- Что требуется 1
В каком году, согласно тексту о британской политике накануне Первой мировой войны, Великобритания заключила с Францией неофициальный союз?
- Что требуется 2
Повторите без изменений фрагмент текста о британской политике накануне Первой мировой войны: начните с места, где стоят слова «Придерживаясь в конце», и остановитесь после слов «история, не прогадали.».
- Что требуется 3
Переведите на английский язык предложение из текста о британской политике накануне Первой мировой войны: «Прагматичные британцы выбрали второе и, как свидетельствует история, не прогадали».

- Исследуемый текст
* * *
Непреложной закономерностью в формировании любой коалиции, и военной прежде всего, является обязательное наличие ее главного открытого или «закулисного» вдохновителя. Анализ событий на европейской арене, предшествующих развязыванию Первой мировой войны, однозначно свидетельствует о том, что таким вдохновителем создания антигерманской коалиции, если не предстоящей войны в целом, как считает ведущий отечественный исследователь Андрей Зайончковский и мнение которого ныне разделяют многие специалисты, была Великобритания.

Придерживаясь в конце XIX века формально декларируемой политики отказа от вступления в какие-либо европейские блоки (так называемая политика «блестящей изоляции»), Лондон в конце концов очутился перед выбором: либо быть сторонним наблюдателем ширившейся германской торгово-экономической и военной экспансии и в результате быть втянутым в неминуемые вооруженные разборки на вторых ролях, либо возглавить европейские силы, несогласные с таким курсом Берлина. Прагматичные британцы выбрали второе и, как свидетельствует история, не прогадали.

Пока у Лондона был целый ряд неразрешенных международных противоречий с Францией и особенно с Россией, он не мог взять на себя инициативу войны с Германией. Но в 1904 году, урегулировав все свои «недоразумения» с Францией, Великобритания заключила с ней неофициальный союз, объективно направленный против Германии. А в 1907 году Россия, потерпевшая поражение в войне с Японией, стала более уступчивой и пошла на сближение с Лондоном в вопросе о размежевании «влияния» в Средней Азии. Санкт-Петербург, перенеся центр своей внешней политики с Дальнего Востока на Балканский полуостров, неизбежно должен был столкнуться с австро-венгерскими, а значит, и с германскими интересами. В сентябре 1912 года британский министр иностранных дел Эдуард Грей в личной беседе заверил своего российского коллегу Сергея Сазонова в том, что, если между Россией и Германией возникнет война, «Британия употребит все усилия, чтобы нанести самый чувствительный удар германскому могуществу». В этой же беседе глава британского МИДа информировал Сазонова о том, что между Лондоном и Парижем достигнуто секретное соглашение, «в силу которого в случае войны с Германией Великобритания обязалась оказать Франции помощь не только на море, но и на суше путем высадки войск на материк». Таким образом, как бы ни складывалась кризисная ситуация в Европе, будь то на Балканах или вокруг вопроса о вступлении германских войск на территорию Бельгии, согласно тайным конвенциям Антанты, ее члены, повязанные Лондоном соответствующими обязательствами, с неизбежностью оказывались втянутыми в войну.
* * *
- Исходные данные
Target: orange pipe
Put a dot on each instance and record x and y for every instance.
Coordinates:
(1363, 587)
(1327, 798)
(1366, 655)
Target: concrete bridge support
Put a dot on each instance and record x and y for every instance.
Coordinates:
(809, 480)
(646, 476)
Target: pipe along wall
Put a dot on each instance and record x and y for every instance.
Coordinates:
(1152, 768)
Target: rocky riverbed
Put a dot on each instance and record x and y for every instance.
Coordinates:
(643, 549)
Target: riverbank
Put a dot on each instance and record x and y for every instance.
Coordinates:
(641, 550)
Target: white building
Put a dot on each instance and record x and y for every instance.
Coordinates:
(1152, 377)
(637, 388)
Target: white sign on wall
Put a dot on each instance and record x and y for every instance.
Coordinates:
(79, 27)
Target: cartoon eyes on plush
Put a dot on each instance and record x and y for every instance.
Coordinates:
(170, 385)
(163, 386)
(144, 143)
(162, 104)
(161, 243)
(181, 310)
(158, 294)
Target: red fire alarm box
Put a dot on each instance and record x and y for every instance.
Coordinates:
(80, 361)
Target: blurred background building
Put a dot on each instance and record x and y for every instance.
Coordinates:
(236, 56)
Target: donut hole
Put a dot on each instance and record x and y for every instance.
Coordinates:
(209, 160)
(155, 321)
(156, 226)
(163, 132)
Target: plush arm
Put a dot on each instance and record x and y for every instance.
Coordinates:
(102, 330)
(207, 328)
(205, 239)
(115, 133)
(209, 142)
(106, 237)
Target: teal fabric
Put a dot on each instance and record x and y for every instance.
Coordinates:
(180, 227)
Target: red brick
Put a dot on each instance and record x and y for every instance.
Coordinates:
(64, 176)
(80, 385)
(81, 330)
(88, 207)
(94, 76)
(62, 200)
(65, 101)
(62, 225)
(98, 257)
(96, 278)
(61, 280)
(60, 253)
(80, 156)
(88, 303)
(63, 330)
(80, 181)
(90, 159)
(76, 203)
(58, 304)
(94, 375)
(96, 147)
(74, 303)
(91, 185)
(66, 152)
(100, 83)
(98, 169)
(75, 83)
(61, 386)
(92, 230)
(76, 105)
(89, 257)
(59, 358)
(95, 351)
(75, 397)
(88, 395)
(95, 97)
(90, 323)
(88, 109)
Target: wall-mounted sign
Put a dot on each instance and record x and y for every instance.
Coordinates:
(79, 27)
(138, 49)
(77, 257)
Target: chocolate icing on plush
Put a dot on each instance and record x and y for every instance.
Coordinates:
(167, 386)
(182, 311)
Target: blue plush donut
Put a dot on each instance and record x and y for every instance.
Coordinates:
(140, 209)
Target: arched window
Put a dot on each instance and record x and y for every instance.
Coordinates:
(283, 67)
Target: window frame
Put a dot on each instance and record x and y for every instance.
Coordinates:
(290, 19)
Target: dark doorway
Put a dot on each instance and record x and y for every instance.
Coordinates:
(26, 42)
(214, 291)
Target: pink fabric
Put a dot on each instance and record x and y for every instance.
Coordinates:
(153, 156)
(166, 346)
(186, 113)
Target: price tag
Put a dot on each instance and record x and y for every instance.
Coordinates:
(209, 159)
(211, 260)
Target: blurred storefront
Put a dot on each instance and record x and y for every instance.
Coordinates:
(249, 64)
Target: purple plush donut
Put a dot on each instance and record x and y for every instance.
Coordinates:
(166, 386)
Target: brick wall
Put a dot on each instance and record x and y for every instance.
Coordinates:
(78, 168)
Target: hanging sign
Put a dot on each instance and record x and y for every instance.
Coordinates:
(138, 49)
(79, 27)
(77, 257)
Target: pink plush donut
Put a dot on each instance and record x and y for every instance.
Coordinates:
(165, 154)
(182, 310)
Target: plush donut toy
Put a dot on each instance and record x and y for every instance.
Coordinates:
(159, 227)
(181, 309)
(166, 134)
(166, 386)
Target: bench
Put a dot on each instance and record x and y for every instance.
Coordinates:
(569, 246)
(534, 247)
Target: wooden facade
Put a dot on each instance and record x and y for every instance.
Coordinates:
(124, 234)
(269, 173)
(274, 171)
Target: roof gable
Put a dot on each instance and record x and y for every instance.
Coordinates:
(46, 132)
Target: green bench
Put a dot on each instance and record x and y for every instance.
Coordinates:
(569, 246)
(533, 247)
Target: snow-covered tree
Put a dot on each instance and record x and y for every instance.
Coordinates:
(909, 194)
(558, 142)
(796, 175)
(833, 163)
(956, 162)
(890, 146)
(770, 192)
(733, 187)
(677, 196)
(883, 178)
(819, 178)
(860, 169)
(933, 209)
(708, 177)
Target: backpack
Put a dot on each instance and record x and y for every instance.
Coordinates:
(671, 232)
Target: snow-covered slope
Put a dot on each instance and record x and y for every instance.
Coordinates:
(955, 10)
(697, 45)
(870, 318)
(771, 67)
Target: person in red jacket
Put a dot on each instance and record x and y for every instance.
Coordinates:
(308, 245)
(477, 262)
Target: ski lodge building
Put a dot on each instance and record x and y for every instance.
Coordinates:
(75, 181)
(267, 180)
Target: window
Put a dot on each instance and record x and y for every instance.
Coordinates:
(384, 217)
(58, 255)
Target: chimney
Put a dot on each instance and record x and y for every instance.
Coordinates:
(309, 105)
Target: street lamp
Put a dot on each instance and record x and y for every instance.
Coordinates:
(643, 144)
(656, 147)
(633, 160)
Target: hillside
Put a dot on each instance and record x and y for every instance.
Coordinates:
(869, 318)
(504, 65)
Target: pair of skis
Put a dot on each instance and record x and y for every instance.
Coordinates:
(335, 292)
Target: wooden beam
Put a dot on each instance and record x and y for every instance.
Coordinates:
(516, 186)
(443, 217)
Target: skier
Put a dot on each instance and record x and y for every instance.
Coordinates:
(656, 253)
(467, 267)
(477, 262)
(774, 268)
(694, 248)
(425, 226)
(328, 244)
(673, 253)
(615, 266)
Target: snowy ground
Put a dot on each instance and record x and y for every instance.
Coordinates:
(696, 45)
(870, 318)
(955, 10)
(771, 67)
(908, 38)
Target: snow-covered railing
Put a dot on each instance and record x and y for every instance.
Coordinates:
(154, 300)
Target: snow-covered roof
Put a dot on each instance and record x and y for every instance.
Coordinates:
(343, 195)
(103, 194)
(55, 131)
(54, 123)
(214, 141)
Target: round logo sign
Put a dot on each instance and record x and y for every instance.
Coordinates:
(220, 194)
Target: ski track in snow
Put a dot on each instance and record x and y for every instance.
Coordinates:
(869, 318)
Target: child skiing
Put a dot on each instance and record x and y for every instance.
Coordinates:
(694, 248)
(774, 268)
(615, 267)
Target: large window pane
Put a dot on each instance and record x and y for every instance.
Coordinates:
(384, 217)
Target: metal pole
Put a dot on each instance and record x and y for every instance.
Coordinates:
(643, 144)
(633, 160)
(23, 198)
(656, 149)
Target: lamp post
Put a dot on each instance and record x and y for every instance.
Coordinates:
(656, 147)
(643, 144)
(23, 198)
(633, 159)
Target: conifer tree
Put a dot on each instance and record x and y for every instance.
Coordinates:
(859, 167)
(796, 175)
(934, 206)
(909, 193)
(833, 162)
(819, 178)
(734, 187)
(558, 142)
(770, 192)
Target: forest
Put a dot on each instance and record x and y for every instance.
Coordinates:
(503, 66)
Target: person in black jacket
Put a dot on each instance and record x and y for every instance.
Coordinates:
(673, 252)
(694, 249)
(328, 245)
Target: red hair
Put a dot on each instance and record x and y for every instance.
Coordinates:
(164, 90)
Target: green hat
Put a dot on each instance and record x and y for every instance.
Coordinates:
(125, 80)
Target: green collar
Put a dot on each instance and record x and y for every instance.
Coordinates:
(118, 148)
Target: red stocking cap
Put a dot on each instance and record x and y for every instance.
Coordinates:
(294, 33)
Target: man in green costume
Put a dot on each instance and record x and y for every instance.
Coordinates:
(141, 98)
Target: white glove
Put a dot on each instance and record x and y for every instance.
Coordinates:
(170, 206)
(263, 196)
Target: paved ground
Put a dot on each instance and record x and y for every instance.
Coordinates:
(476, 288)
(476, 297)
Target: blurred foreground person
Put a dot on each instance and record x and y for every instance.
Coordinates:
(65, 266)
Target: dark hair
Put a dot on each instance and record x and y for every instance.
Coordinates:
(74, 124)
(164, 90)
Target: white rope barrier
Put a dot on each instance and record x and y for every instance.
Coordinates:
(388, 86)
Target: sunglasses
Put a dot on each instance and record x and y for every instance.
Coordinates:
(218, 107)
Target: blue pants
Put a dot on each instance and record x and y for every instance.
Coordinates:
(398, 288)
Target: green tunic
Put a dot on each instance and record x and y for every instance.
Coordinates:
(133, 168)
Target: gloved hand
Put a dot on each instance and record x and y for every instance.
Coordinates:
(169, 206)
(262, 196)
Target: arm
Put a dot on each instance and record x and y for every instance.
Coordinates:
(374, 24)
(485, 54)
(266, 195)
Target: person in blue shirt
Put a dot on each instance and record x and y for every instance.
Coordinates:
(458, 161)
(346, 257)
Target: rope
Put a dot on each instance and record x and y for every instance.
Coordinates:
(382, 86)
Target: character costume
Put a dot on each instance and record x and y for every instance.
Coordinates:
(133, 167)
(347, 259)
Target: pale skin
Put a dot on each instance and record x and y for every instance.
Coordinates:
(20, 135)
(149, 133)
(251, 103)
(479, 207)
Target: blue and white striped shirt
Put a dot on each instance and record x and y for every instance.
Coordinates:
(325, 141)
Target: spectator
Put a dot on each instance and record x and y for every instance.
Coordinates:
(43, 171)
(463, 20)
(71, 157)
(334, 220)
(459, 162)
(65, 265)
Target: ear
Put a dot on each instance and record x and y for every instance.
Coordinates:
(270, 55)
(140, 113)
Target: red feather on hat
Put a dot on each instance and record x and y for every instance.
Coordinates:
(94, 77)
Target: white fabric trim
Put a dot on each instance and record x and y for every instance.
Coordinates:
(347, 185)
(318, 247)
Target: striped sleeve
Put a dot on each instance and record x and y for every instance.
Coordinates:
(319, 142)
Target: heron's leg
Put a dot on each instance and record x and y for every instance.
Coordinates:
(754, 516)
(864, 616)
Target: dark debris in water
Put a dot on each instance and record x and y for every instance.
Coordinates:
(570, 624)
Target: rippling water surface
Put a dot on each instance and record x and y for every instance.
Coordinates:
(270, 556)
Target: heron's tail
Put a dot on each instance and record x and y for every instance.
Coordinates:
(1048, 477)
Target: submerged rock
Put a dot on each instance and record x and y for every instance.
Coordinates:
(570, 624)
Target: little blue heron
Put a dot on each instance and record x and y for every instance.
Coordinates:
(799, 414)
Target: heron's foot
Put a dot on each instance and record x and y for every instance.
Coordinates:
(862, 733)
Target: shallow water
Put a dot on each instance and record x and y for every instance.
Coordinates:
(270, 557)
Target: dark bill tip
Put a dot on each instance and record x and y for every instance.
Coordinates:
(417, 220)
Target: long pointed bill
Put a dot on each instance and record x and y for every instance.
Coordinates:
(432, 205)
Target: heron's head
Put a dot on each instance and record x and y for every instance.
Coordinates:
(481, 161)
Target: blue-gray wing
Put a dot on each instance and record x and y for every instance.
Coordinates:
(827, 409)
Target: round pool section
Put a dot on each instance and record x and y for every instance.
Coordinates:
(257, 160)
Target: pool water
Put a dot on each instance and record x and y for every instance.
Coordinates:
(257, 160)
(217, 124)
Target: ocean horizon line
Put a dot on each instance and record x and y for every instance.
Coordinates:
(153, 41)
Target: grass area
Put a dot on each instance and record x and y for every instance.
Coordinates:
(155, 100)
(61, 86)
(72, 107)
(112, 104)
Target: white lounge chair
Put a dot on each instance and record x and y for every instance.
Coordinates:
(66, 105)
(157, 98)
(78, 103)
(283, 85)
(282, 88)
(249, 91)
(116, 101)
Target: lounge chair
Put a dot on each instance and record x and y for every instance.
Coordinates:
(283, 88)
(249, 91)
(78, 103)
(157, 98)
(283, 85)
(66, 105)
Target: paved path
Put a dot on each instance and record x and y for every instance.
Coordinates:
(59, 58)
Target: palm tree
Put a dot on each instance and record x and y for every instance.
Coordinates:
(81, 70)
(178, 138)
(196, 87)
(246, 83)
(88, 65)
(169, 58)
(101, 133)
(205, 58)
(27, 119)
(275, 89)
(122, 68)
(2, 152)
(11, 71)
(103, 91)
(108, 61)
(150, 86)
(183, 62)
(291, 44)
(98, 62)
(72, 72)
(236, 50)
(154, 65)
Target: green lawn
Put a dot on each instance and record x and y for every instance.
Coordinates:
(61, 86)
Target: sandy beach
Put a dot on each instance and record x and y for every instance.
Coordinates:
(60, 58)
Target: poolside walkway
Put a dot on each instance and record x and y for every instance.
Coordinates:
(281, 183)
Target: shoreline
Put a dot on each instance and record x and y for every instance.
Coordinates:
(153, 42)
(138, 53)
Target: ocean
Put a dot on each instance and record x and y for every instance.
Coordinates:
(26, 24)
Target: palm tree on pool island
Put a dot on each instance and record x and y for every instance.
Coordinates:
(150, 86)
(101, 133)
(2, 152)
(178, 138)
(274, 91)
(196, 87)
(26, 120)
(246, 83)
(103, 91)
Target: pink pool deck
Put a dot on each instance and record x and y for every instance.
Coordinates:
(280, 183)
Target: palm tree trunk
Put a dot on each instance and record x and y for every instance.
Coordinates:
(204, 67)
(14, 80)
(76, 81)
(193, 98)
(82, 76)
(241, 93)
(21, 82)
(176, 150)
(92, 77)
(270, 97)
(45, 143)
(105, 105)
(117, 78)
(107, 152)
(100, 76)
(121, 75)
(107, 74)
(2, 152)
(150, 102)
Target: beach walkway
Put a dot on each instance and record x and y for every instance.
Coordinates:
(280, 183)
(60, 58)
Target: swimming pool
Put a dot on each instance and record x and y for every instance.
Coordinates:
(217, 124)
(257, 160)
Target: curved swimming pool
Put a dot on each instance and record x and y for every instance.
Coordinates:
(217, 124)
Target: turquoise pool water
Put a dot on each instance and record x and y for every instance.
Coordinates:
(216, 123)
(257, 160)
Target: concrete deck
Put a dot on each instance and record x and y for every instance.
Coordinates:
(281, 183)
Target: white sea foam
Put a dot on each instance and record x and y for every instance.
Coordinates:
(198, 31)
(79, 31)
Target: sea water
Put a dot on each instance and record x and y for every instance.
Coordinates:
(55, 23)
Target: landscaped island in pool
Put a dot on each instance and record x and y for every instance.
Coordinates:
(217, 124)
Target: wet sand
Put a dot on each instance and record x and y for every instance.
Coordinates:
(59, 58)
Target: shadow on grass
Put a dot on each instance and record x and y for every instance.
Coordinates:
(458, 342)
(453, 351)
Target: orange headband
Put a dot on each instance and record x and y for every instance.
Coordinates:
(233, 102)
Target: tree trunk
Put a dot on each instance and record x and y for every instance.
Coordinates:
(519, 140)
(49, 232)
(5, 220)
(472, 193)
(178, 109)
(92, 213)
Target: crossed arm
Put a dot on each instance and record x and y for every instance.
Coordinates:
* * *
- Результат выполнения 1
В 1904 году.

- Результат выполнения 2
Придерживаясь в конце XIX века формально декларируемой политики отказа от вступления в какие-либо европейские блоки (так называемая политика «блестящей изоляции»), Лондон в конце концов очутился перед выбором: либо быть сторонним наблюдателем ширившейся германской торгово-экономической и военной экспансии и в результате быть втянутым в неминуемые вооруженные разборки на вторых ролях, либо возглавить европейские силы, несогласные с таким курсом Берлина. Прагматичные британцы выбрали второе и, как свидетельствует история, не прогадали.

- Результат выполнения 3
The pragmatic British chose the second option and, as history shows, did not lose out.